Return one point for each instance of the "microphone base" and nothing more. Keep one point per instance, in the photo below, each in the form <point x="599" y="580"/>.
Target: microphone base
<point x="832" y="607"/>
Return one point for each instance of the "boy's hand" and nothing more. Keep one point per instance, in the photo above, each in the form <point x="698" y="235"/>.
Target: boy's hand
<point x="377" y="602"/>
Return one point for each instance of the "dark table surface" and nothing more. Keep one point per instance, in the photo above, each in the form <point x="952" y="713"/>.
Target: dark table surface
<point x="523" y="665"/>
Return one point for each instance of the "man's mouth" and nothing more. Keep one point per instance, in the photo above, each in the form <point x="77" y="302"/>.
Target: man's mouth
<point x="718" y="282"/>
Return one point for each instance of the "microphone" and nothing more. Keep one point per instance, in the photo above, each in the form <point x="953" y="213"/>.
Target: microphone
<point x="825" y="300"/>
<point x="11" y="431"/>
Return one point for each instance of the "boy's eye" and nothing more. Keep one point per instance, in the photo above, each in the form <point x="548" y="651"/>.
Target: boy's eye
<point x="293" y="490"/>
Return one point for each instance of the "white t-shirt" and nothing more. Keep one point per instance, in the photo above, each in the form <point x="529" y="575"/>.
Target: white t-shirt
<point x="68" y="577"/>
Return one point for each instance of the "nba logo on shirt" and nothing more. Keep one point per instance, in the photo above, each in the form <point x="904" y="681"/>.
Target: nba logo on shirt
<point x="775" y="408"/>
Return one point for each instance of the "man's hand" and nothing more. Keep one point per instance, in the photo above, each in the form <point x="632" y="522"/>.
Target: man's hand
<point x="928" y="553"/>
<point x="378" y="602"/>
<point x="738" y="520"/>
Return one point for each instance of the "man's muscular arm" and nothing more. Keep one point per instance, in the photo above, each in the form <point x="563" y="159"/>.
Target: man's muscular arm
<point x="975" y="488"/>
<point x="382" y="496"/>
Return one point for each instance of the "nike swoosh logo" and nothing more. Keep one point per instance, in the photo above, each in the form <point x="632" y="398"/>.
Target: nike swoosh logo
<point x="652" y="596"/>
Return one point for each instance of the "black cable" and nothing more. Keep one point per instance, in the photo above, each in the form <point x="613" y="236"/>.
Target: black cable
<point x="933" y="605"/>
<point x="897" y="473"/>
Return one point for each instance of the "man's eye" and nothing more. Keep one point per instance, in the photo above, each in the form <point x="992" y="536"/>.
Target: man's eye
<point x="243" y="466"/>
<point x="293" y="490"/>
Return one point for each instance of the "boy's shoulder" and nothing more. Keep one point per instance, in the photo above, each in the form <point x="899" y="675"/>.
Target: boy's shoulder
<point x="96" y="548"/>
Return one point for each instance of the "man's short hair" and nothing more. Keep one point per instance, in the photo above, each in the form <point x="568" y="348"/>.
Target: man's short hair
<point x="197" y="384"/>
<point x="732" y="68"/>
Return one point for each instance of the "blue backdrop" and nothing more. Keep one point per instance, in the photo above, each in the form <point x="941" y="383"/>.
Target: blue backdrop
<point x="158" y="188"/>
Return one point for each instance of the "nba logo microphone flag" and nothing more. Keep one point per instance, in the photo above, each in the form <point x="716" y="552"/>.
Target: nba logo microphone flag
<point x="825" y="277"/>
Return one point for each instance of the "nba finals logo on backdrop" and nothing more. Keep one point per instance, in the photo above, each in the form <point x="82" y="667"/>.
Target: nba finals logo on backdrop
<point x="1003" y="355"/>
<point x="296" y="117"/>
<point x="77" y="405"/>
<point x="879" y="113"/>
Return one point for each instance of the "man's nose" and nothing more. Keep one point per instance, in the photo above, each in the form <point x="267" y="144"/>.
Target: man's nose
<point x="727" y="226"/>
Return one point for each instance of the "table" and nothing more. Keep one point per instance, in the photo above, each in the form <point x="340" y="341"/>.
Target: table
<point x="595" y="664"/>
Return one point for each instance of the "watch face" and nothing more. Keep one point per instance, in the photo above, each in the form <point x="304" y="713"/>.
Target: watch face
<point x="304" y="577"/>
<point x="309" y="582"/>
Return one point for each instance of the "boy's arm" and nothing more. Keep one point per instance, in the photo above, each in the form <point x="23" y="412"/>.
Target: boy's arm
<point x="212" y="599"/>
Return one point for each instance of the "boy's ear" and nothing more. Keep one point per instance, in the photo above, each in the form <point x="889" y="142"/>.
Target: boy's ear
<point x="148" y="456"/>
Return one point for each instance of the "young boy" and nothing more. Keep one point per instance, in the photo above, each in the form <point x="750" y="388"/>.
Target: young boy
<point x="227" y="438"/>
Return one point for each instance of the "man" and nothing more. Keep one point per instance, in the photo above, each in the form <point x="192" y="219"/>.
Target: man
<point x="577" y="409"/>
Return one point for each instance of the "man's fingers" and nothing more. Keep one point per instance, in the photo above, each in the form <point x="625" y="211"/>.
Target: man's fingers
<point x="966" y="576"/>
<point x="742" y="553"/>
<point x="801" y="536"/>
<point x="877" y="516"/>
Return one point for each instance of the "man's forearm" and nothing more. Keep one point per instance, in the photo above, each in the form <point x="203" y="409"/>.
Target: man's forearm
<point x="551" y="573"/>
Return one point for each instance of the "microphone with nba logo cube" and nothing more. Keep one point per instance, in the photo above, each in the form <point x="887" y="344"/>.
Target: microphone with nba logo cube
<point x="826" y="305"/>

□ □ □ □ □ □ □

__Exercise__: Make an exact copy of the material above.

__Answer below__:
Return one point for each instance of the "microphone base" and nothing more. Keep one point per instance, in the photo below, each in the form <point x="599" y="580"/>.
Target: microphone base
<point x="832" y="607"/>
Return one point for each instance of the "boy's hand" and nothing more. Keep one point per instance, in the photo above, each in the form <point x="698" y="235"/>.
Target: boy's hand
<point x="377" y="602"/>
Return one point for each instance of the "dark table surface" and nothing more. Keep one point per instance, in the photo above, each in the form <point x="952" y="713"/>.
Target: dark table surface
<point x="523" y="665"/>
Return one point for each instance of the "man's mouth" and nothing more. Keep one point per instance, in the photo above, each in the form <point x="77" y="302"/>.
Target: man's mouth
<point x="718" y="282"/>
Return one point for each instance of the "microphone" and nothing more. Keep one point per instance, in the photo above, each in the form <point x="953" y="213"/>.
Target: microphone
<point x="825" y="300"/>
<point x="11" y="431"/>
Return one point for each instance of the "boy's eye" and nothing more. Keep one point per instance, in the photo above, each in the form <point x="548" y="651"/>.
Target: boy's eye
<point x="293" y="490"/>
Return one point for each instance of the "white t-shirt" and nothing more. Keep one point per instance, in the photo above, each in the form <point x="529" y="575"/>.
Target: white t-shirt
<point x="68" y="577"/>
Return one point for each instance of the "nba logo on shirt" and nothing more. Keep one point per instance, in the photo above, each in the form <point x="904" y="681"/>.
Target: nba logo on shirt
<point x="775" y="408"/>
Return one point for each instance of the "man's hand" and nothing more. Keep one point per instance, in the photo above, each in the form <point x="632" y="522"/>.
Target: man's hand
<point x="928" y="553"/>
<point x="378" y="602"/>
<point x="738" y="520"/>
Return one point for each instance of the "man's muscular arm" and nothing more. Keep one point per instance, in the photo above, each in the form <point x="563" y="159"/>.
Target: man's muscular arm
<point x="975" y="488"/>
<point x="382" y="496"/>
Return one point for each instance of the "nike swoosh logo" and nothing more. Keep one point per instance, in the photo above, each in the form <point x="632" y="398"/>.
Target: nike swoosh logo
<point x="652" y="596"/>
Return one point for each instance of the "black cable" and nothing more. Keep one point per instance, in the photo above, each in the form <point x="613" y="236"/>.
Target: black cable
<point x="933" y="605"/>
<point x="897" y="473"/>
Return one point for each instance of the "man's eye" and nothing more. Keep one point per instance, in the photo above, each in the form <point x="992" y="536"/>.
Target: man's eye
<point x="243" y="466"/>
<point x="293" y="490"/>
Return one point for each instance of the "boy's shoulder" and nothing more. Keep one point per instance, in the photo above, each in the form <point x="899" y="675"/>.
Target: boy's shoulder
<point x="96" y="548"/>
Return one point for each instance of the "man's short hair" and nothing more. Keep one point per instance, in the photo above, each in the form <point x="568" y="348"/>.
Target: man's short hair
<point x="197" y="384"/>
<point x="732" y="68"/>
Return one point for each instance of the "blue backdrop" and nothing more. Keep one point per instance, in the photo above, each in the form <point x="941" y="383"/>.
Target: blue backdrop
<point x="158" y="188"/>
Return one point for each instance of the "nba logo microphone flag" and nothing more. Keep one point per instance, in the photo above, each in the form <point x="716" y="552"/>.
Target: nba logo microphone flag
<point x="825" y="277"/>
Return one point for each instance of the "nba finals logo on backdrop" and nothing more. Keep one point per instance, in the photo above, each in the form <point x="82" y="667"/>.
Target: nba finals logo on backdrop
<point x="1003" y="355"/>
<point x="296" y="117"/>
<point x="77" y="405"/>
<point x="879" y="113"/>
Return one point for each instance of the "man's nose" and nothing more. Keep one point per instance, in the photo above, each in the form <point x="267" y="144"/>.
Target: man's nose
<point x="727" y="226"/>
Return one point for each instance of the "table" and nothing more. Keep one point per instance, in the photo above, each in the form <point x="340" y="341"/>.
Target: table
<point x="595" y="664"/>
Return one point for each instance of the "watch face" and nothing more. Keep one point per instance, in the photo above, each in the form <point x="304" y="713"/>.
Target: watch face
<point x="304" y="577"/>
<point x="309" y="582"/>
Return one point for each instance of the "boy's arm" and nothing more. Keep one point per instance, in the photo above, each in the form <point x="23" y="412"/>.
Target: boy's arm
<point x="212" y="599"/>
Return one point for each instance of the "boy's ear" and nothing more. Keep one point per instance, in the photo above, each in the form <point x="889" y="142"/>.
Target: boy's ear
<point x="148" y="456"/>
Return one point for each instance of the "young boy" and nothing more. Keep one point per instance, in the photo above, each in the form <point x="750" y="388"/>.
Target: young boy
<point x="227" y="438"/>
Return one point for each instance of the "man" and nothing more. Keep one point per instance, in the photo above, each in the form <point x="192" y="219"/>.
Target: man
<point x="577" y="409"/>
Return one point for each instance of the "man's fingers" and nothing more. Keep one point per instance, in the photo above, each in the form <point x="625" y="211"/>.
Target: man's fingers
<point x="966" y="576"/>
<point x="742" y="553"/>
<point x="801" y="536"/>
<point x="877" y="516"/>
Return one point for each instance of the "man's forearm" and nothing more. Keep one point per instance, in the photo above, each in the form <point x="203" y="409"/>.
Target: man's forearm
<point x="551" y="573"/>
Return one point for each instance of the "microphone with nba logo cube" and nothing more. Keep one point per instance, in the photo above, each in the form <point x="887" y="344"/>.
Target: microphone with nba logo cube
<point x="826" y="305"/>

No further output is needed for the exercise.